*** DATA FOR THE TASK ***

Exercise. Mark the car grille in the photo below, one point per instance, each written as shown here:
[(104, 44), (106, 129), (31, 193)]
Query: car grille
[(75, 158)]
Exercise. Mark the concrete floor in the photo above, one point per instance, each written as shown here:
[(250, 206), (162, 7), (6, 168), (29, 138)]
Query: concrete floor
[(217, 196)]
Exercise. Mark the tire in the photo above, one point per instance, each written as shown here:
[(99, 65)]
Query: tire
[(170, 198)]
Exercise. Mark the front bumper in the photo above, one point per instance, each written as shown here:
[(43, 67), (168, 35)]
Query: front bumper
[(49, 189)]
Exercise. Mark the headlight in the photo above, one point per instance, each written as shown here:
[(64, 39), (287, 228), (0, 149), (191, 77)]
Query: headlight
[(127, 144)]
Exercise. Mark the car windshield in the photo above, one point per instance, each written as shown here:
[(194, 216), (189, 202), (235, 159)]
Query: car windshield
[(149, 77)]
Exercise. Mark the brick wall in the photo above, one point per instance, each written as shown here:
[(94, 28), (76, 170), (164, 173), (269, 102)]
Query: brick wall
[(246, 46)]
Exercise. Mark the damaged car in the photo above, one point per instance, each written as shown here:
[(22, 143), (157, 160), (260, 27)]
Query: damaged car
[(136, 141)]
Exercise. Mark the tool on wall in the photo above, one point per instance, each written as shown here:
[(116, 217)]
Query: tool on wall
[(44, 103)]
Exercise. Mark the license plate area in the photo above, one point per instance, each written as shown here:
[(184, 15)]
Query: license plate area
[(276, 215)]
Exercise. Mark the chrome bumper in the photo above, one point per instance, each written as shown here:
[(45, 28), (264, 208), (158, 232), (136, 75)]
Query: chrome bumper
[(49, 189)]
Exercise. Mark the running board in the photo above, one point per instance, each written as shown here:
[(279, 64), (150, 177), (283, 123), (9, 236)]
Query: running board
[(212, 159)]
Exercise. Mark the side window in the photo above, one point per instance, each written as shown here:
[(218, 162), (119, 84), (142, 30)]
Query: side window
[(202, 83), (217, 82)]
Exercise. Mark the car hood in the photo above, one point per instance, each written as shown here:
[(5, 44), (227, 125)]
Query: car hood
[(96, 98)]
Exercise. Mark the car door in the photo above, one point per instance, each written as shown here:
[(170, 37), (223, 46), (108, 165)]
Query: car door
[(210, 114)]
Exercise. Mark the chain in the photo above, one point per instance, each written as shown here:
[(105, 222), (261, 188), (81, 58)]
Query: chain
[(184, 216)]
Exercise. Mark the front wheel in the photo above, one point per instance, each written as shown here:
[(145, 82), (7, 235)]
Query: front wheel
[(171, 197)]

*** End of DATA FOR THE TASK ***

§ **THE PROBLEM**
Could you restate every record word for word?

§ **RESPONSE FOR THIS EXERCISE**
Exercise. Mark the car grille in the photo below, one point per instance, each written as shown here:
[(104, 44), (106, 129), (31, 193)]
Query: car grille
[(75, 158)]
Exercise. Mark the concrete floor in the photo above, one point per instance, each written as shown here:
[(250, 206), (162, 7), (6, 168), (29, 138)]
Query: concrete floor
[(217, 196)]
Exercise. Mark the tire in the photo above, one point per instance, each written as shown here:
[(99, 65)]
Query: tire
[(170, 198)]
Exercise. Mark the front bumper in the photo above, one point per instance, each written as shown here:
[(43, 67), (168, 35)]
Query: front bumper
[(49, 189)]
Exercise. Mark the headlight in the photo above, one point per instance, each written as shown here:
[(64, 39), (287, 228), (0, 149), (191, 77)]
Query: headlight
[(127, 144)]
Exercise. Mark the car windshield in the photo above, one point per instance, each written as shown here:
[(194, 216), (189, 202), (235, 159)]
Query: car windshield
[(149, 77)]
Exercise. Mark the brick wall in the photo above, one point per instance, each written as shown here:
[(94, 28), (76, 170), (164, 173), (269, 102)]
Query: brick wall
[(246, 46)]
Exercise. Mark the damaged car in the photo above, one point per instance, each written as shown here:
[(22, 143), (157, 160), (260, 27)]
Query: damaged car
[(136, 141)]
Exercise. Mark the tool on wall in the photo above, one point per instance, each written as shown here:
[(116, 217)]
Query: tool on wall
[(44, 103)]
Exercise. Mark the license plate area in the photo above, one point per instance, each written as shown here:
[(184, 15)]
Query: license plate area
[(276, 215)]
Exercise. Mark the chrome bumper in the photo above, one point per instance, each written as shown here:
[(45, 28), (264, 208), (158, 232), (136, 75)]
Query: chrome bumper
[(49, 189)]
Exercise. Mark the running board in the photo above, one point per instance, each written as shown here:
[(279, 64), (150, 177), (283, 123), (9, 236)]
Query: running board
[(212, 159)]
Exercise. Mark the side window in the photo above, one point per instance, each written as shown here:
[(218, 162), (119, 84), (142, 30)]
Query: side window
[(202, 83), (217, 82)]
Exercise. Mark the car hood in the photo above, one point per instance, each written as shown here:
[(5, 44), (227, 125)]
Query: car hood
[(96, 98)]
Exercise. Mark the car door in the photo above, one point per instance, each written as shown here:
[(170, 37), (223, 46), (108, 165)]
Query: car door
[(210, 114)]
Exercise. Mark the chain in the photo above, one point per instance, each written as shown here:
[(105, 222), (261, 188), (81, 58)]
Query: chain
[(184, 216)]
Exercise. Mark the front wheel in the photo above, one point per instance, each written as shown here:
[(145, 82), (7, 235)]
Query: front wheel
[(171, 197)]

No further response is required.